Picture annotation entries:
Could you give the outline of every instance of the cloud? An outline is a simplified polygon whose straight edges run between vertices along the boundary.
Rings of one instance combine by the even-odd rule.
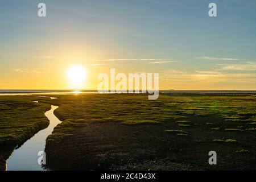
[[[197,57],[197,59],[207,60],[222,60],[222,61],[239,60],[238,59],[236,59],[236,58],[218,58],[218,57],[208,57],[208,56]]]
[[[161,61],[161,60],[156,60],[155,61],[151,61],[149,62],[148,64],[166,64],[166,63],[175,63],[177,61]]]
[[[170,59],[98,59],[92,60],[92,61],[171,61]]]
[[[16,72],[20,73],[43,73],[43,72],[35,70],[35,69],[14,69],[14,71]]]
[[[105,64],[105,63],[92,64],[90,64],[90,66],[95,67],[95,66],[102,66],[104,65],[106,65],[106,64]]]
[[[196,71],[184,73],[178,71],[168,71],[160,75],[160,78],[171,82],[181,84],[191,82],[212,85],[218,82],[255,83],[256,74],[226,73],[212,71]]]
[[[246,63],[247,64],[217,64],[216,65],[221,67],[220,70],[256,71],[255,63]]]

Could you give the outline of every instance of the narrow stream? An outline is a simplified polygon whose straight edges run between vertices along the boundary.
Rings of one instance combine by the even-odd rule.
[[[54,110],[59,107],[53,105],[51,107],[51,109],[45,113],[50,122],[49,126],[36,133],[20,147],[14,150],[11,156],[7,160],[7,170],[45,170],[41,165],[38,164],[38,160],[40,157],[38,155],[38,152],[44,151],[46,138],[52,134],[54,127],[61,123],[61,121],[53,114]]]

Task requirements —
Rewrite the entries from the start through the line containing "[[[170,59],[98,59],[92,60],[92,61],[171,61]]]" as a numbered list with blank lines omitted. Leave the pictures out.

Exercise output —
1. Could you give the outline of every instance of the cloud? An outline is a simplified polygon whose straight edges run between vertices along the boundary.
2. Rings of one instance combine by the even-odd rule.
3. [[[197,57],[197,59],[207,60],[222,60],[222,61],[239,60],[238,59],[236,59],[236,58],[218,58],[218,57],[208,57],[208,56]]]
4. [[[161,61],[161,60],[156,60],[155,61],[151,61],[149,62],[148,64],[166,64],[166,63],[175,63],[177,61]]]
5. [[[170,59],[98,59],[92,60],[92,61],[171,61]]]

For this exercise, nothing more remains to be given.